Your reply should be a single number, the count of lines in the records that contain the string "like".

——————————

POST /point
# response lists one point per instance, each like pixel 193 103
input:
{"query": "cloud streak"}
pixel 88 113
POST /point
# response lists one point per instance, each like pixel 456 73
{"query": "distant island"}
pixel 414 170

——————————

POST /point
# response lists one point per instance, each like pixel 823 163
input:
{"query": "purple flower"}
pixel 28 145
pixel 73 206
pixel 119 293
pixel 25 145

——————————

TASK RESULT —
3